[Gegebener Text]
Und während das Kapital in Richtung US-Dollar abwandert, rechnen wir damit, dass alle Vermögensklassen davon profitieren werden. US-Staatsanleihen werden eine Menge institutionellen Geldes anziehen, und auch der Markt für Unternehmensanleihen wird die Aufmerksamkeit auf sich ziehen. Dasselbe dürfte auch für rendite- und umsatzstarke Aktien gelten. Immobilien werden ebenfalls davon profitieren, genauso wie andere Investmentarten …

Und obwohl die Nachfrage nach allem, was mit US-Dollars in Zusammenhang steht, steigen wird, dürfen wir hier nicht vergessen, dass diese Kapitalbewegung kein Vertrauensbeweis für die USA ist, sondern eine Misstrauensbekundung gegenüber anderen Währungen und Ländern darstellt.

Bedeutet das etwa, dass Amerikas Schulden- und Haushaltsprobleme gelöst werden? Keineswegs – und Sie sollten nicht damit anfangen, an Wunder zu glauben. Fakt ist, dass unsere Prognose eines starken Dollars überhaupt nichts mit Vertrauen in die langfristige fiskalische und monetäre Gesundheit Amerikas zu tun hat. Die USA werden auch weiterhin riesige Haushaltsdefizite ausweisen und noch mehr Schulden auftürmen. Kurzum: Die Geldprobleme Amerikas werden auch in Zukunft nicht abnehmen.
[/Gegebener Text]
[Gegebene Zeilen]
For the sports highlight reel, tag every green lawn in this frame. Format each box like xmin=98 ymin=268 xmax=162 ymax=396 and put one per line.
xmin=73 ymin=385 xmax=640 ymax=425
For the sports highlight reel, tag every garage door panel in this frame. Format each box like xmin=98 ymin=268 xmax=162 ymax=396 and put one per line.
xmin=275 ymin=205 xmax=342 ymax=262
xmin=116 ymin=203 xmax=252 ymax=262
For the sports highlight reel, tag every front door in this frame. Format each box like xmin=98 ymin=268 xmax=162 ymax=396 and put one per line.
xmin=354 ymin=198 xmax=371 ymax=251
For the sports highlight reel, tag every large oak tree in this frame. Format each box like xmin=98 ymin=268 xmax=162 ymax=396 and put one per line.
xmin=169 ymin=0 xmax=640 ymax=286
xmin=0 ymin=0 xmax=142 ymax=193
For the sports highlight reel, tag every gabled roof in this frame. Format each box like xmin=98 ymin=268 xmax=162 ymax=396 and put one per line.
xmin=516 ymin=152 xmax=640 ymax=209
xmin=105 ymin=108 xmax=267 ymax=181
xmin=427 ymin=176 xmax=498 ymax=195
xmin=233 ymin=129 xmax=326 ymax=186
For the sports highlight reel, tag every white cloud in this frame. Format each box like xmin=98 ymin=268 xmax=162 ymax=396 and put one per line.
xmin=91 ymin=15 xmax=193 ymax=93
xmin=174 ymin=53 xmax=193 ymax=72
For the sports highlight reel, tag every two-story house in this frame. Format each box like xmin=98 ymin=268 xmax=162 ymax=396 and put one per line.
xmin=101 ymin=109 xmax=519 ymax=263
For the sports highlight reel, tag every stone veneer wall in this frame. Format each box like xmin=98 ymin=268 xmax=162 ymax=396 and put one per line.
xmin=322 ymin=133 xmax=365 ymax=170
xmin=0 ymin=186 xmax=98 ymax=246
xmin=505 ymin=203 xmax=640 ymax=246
[/Gegebene Zeilen]
* Aufgabe *
Aktualisiere den Abschnitt aus dem Text über den US-Dollar, der mit "Und obwohl die" beginnt und bis einschließlich "Zukunft nicht abnehmen." weitergeht: Ersetze "Kapitalbewegung" durch "Geldbewegung" und schreib den Abschnitt vollständig neu auf. Die Zeilen haben mit dem Text nichts zu tun.

* Deine Lösung *
Und obwohl die Nachfrage nach allem, was mit US-Dollars in Zusammenhang steht, steigen wird, dürfen wir hier nicht vergessen, dass diese Geldbewegung kein Vertrauensbeweis für die USA ist, sondern eine Misstrauensbekundung gegenüber anderen Währungen und Ländern darstellt.

Bedeutet das etwa, dass Amerikas Schulden- und Haushaltsprobleme gelöst werden? Keineswegs – und Sie sollten nicht damit anfangen, an Wunder zu glauben. Fakt ist, dass unsere Prognose eines starken Dollars überhaupt nichts mit Vertrauen in die langfristige fiskalische und monetäre Gesundheit Amerikas zu tun hat. Die USA werden auch weiterhin riesige Haushaltsdefizite ausweisen und noch mehr Schulden auftürmen. Kurzum: Die Geldprobleme Amerikas werden auch in Zukunft nicht abnehmen.